===== GIVEN DATA =====

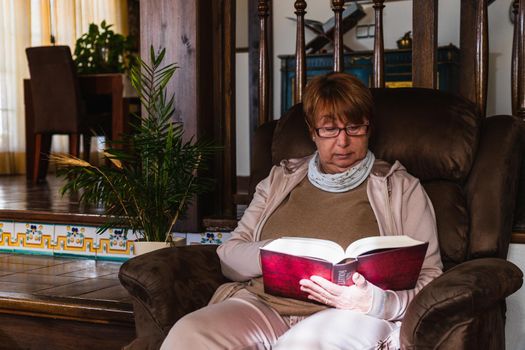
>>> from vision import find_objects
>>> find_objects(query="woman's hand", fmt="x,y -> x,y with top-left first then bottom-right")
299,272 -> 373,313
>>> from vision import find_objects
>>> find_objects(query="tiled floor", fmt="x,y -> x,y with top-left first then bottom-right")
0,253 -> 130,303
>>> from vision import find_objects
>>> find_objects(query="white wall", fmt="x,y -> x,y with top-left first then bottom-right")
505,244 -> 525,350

=====
===== GIVEN DATA =====

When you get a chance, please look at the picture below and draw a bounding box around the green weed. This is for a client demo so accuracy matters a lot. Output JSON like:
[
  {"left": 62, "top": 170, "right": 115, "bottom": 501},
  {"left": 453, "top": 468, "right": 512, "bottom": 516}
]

=====
===== GIVEN DATA =====

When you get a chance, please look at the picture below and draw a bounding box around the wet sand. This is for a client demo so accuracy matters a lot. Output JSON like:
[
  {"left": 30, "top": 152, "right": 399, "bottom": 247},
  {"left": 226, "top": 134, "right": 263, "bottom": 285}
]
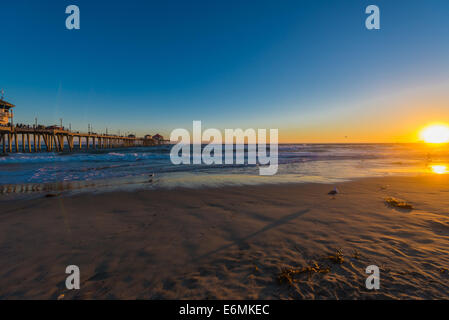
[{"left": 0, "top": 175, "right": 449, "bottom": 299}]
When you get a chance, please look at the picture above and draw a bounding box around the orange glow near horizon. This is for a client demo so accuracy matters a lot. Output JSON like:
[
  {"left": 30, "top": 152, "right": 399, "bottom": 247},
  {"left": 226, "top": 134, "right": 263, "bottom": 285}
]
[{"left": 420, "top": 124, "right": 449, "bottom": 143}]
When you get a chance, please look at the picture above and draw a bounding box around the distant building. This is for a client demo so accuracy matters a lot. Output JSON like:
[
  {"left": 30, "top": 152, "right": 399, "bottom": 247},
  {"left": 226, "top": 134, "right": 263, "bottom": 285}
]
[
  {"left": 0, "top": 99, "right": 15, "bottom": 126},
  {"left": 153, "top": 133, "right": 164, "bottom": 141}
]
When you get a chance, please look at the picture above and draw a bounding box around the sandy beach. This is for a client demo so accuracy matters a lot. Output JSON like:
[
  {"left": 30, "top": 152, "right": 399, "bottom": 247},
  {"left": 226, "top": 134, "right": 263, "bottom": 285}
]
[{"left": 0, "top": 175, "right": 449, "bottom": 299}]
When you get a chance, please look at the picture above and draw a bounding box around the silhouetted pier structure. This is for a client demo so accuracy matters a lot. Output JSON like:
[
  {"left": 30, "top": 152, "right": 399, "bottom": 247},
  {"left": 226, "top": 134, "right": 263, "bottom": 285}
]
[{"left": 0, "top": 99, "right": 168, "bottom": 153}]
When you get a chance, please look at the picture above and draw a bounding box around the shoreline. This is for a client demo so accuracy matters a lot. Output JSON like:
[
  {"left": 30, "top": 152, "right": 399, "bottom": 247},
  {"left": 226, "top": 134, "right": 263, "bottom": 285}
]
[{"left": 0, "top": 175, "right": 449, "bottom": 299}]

=====

REQUIREMENTS
Identify every line in the listing above that contains the string "below", and copy each of those lines. Case counts.

OUTPUT FOR THIS EXERCISE
When you get a chance, please look at the picture below and draw a bounding box around the green weed. This is for a client demo so accuracy matters a lot. Output JSON like:
When you get a chance, please look at the picture below and draw a bounding box around the wet sand. This is for a client demo so accuracy matters a lot. Output JSON like:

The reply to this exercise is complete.